Page excerpt –
Three masked gunmen assassinated Devi in her home on July 25, 2001. She was 37.
Petra Herrera (Unknown)
The most well known soldaderas of Mexico’s second revolution, Herrera went into combat with the men by disguising her gender. Her role in the revolution was to blow up bridges, which hindered the oppositions from gaining ground on the revolutionaries. She participated in the second battle of Torreón on May 30, 1914 along with 400 other women. Although she showed great leadership and comradery, Pancho Villa refused to promote her to general.
She left Villa’s battalion to form her own all-woman battalion.
Blanca Canales (1906-1996)
In 1948, a bill known as the Gag Bill, or Law 53, was introduced in Puerto Rico. The bill made it a crime to own or display a Puerto Rican flag, sing a patriotic tune, speak or write of independence, or meet with anyone or hold any assembly in favor of Puerto Rican independence.
Blanca Canales was a member of the Puerto Rican Nationalist Party. On Oct. 30, 1950, the nationalist took up arms that were stored in her home and marched into the small town of Jayuya. They took over the police station and raised the Puerto Rican flag in defiance of the law.
The actions prompted the United States to declare martial law. Officials ordered the U.S. Army and Air Force to engage the revolutionaries.
The Nationalists held on against the Americans for three days, but were later arrested and sentenced to life in prison.
After 17 years in prison, Canales was granted a full pardon and released in 1967. She died on July 25, 1996 at the age of 90.
Susan B. Anthony (1820-1906)
During the campaign season, it is sometimes hard to remember that U.S. women were not allowed to vote for almost 180 years after the country gained its independence.
Susan B. Anthony met Elizabeth Cady Stanton in 1851 and the two toured the country arguing the case for women’s suffrage, the right to vote.
Many attempted to stop her efforts. In 1872, she was arrested for voting illegally in the presidential election and a judge later fined her $100. She refused to pay and never did.
Her efforts pressured Congress to pass the 19th Amendment, which prohibits any U.S. citizen from being denied the right to vote based on gender.
Anthony died on March 13, 1906 at the age of 86.
Rasmea Odeh (1948- )
Rasmea Odeh is a Palestinian women who was convicted in 1969 for her membership in the Popular Front for the Liberation of Palestine and for her alleged involvement in a grocery store bombing in Jerusalem. She was sentenced to life in prison and was tortured while incarcerated in Israeli prison.

Collected data –
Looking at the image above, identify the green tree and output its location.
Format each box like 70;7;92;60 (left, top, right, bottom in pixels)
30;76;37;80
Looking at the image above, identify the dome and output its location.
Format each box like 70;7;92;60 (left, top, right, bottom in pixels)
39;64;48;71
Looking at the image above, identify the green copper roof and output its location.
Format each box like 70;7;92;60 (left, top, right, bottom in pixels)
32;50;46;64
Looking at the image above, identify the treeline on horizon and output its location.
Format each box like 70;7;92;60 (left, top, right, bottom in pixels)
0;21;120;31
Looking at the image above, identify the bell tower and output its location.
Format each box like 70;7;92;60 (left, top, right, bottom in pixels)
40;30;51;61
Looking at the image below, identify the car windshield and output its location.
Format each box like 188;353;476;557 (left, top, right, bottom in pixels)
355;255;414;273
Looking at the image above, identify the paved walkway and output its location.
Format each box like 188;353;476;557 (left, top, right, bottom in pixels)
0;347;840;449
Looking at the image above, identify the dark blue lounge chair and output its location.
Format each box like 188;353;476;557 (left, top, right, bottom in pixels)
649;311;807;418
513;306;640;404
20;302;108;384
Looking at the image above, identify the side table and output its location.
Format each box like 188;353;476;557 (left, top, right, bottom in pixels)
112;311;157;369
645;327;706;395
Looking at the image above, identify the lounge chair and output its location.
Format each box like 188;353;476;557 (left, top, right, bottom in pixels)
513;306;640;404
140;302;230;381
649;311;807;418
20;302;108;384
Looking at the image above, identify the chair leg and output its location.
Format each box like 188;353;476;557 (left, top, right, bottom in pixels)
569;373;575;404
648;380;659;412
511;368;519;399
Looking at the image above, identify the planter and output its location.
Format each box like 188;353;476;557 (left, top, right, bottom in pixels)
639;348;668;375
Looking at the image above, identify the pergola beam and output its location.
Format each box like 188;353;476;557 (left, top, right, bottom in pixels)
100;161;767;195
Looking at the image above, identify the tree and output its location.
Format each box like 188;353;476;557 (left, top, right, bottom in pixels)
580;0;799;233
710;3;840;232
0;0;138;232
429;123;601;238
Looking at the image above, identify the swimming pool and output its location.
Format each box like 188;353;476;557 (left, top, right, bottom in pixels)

Problems and tasks –
(a) List every woman who has her own heading in the profiles of women activists, each with the years shown beside her name.
(b) Continue the profiles of women activists from the end of the last paragraph about Rasmea Odeh.

Solved problems –
(a)
Petra Herrera (Unknown)
Blanca Canales (1906-1996)
Susan B. Anthony (1820-1906)
Rasmea Odeh (1948- )

(b)
She was released after 10 years and migrated in 1995 to the United States from Jordan. She became a naturalized citizen and works as associate director of the Arab American Action Network in Chicago.
Odeh was convicted of immigration fraud on Nov. 10, 2014. She was sentenced in March 2015 to 18 months in federal prison and stripped of her U.S. citizenship. She will be deported to Jordan once she finishes serving her time.
Malala Yousafzai (1997-)
Age is but a number, even for a revolutionary. Malala Yousafzai began advocaying at age 12 for women’s rights, particularly the right to an education in Pakistan.
Her advocacy resulted in the Taliban sporadically closing schools by force and in death threats against her.
A gunman shot Yousafzai in the head on Oct. 9, 2012 while she was traveling home from school. She survived despite the serious injury.
In 2014, she won the Nobel Peace Prize, becoming the youngest person to receive it. She continues to speak out on the importance of education for all.
Comandante Ramona (1959-2006)
Using a nom de guerre, Comandante Ramona was a Tzotzil guerilla and activist who led the rebels of the Zapatista National Liberation Army into the Mexican town of San Cristobal de las Casas on New Year’s Day 1994.
The activists sought land, jobs, housing, food, healthcare, justice and democracy. In addition to protesting the North American Free Trade Agreement, Ramona demanded an end to hundreds of years of exploitation and marginalization of indigenous peoples of Mexico.
She died on Jan.6, 2006 from kidney cancer.
Her real name and details of her pre-revolutionary life remain unknown.